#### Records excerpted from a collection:
########

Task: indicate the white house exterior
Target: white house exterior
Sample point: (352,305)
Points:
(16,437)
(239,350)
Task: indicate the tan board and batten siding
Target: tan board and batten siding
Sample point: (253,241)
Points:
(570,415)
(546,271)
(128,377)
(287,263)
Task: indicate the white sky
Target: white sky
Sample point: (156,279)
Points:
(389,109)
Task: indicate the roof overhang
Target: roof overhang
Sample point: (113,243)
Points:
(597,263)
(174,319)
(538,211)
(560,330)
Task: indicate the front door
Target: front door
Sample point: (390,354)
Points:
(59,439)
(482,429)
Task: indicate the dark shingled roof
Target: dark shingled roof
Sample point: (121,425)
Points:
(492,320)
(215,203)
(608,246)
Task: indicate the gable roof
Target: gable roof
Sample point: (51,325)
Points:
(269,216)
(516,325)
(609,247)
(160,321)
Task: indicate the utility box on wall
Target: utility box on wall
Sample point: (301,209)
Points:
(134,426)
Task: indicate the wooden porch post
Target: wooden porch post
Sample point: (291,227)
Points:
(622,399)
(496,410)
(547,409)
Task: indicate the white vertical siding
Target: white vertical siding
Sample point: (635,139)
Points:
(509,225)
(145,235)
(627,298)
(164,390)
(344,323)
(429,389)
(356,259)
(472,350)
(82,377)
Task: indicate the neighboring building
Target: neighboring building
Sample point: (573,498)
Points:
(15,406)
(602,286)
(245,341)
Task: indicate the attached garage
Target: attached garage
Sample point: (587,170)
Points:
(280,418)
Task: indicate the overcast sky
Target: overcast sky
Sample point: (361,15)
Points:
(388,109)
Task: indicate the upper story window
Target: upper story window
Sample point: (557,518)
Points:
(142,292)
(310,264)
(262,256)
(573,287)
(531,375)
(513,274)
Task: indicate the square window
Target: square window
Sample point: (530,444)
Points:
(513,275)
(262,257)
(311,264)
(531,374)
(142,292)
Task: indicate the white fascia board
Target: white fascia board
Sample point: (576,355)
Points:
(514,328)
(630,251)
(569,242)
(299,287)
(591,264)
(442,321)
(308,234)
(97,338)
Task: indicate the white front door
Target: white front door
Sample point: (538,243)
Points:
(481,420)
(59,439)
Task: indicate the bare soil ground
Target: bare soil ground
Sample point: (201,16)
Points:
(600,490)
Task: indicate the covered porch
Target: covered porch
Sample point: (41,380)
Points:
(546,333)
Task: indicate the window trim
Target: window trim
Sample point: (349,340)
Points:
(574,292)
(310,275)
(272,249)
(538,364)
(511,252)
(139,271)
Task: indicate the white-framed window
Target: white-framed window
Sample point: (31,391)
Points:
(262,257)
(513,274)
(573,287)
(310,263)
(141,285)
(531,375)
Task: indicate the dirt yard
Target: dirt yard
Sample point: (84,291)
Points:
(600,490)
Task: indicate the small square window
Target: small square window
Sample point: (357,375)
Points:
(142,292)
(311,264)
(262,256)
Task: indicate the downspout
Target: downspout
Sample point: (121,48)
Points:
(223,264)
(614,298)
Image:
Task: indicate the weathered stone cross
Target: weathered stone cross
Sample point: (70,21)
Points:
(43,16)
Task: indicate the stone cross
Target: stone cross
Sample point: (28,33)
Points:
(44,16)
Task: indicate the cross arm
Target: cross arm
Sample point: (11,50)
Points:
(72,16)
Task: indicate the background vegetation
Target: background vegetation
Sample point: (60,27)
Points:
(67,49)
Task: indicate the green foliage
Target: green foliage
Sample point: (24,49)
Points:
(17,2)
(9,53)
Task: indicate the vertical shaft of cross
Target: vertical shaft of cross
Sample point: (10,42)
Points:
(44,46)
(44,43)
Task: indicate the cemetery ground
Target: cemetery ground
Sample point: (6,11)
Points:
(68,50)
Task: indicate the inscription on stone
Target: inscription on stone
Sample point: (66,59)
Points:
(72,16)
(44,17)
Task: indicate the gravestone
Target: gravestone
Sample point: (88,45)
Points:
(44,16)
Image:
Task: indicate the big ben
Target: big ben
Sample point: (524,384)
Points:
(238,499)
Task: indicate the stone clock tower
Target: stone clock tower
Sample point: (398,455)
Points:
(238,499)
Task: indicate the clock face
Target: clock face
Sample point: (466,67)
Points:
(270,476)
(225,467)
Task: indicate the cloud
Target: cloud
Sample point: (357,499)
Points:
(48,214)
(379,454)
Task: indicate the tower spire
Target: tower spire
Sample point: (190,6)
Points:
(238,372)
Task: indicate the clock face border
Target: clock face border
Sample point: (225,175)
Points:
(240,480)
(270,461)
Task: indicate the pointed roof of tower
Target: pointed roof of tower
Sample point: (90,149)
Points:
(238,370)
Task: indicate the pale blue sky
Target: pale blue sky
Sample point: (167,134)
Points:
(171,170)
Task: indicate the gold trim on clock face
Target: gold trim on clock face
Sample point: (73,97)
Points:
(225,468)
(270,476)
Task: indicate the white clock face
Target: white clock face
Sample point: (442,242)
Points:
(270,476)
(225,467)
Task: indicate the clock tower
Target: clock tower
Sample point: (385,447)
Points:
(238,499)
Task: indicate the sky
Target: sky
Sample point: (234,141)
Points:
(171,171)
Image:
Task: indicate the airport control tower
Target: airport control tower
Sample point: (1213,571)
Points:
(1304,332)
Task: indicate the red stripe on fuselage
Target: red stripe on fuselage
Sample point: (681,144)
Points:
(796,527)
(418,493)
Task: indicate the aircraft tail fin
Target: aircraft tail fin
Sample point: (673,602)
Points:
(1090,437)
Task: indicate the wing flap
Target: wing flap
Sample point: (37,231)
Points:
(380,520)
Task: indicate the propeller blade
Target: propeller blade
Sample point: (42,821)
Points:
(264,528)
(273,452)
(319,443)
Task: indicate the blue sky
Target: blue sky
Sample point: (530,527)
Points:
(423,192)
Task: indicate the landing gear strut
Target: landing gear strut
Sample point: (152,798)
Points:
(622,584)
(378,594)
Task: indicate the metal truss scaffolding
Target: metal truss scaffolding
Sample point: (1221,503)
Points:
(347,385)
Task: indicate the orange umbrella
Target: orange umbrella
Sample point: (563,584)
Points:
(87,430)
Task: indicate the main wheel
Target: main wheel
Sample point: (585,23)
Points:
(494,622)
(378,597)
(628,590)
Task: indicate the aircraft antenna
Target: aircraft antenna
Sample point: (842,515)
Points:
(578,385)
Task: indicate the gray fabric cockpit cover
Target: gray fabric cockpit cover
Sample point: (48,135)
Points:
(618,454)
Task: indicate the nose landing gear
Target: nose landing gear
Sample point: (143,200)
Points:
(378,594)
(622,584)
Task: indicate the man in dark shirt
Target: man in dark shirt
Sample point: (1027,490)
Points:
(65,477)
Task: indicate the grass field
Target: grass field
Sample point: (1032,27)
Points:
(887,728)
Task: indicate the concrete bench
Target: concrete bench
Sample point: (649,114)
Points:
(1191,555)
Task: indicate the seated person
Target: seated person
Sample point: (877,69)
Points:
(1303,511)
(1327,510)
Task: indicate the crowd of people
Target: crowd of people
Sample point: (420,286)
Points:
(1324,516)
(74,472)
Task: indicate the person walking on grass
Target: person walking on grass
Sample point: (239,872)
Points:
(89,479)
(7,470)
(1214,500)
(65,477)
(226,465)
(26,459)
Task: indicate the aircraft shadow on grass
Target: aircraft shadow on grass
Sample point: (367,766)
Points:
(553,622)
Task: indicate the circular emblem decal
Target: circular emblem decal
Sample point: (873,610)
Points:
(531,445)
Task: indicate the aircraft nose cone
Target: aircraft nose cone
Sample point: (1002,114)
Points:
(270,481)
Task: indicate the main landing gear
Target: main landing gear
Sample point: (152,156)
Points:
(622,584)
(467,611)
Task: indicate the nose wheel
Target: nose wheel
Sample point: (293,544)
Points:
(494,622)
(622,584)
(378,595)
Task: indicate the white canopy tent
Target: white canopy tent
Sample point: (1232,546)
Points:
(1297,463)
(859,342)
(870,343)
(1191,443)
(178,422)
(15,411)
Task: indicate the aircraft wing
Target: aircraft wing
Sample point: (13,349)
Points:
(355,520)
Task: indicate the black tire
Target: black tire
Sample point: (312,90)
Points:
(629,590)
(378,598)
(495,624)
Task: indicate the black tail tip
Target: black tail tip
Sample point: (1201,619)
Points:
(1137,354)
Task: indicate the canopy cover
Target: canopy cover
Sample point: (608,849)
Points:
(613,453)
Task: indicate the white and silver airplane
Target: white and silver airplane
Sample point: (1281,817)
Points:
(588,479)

########

#### AIM OF THE EXERCISE:
Find the string "field" in the data. Report each line it appears in.

#### RESPONSE:
Task: indicate the grass field
Target: grass field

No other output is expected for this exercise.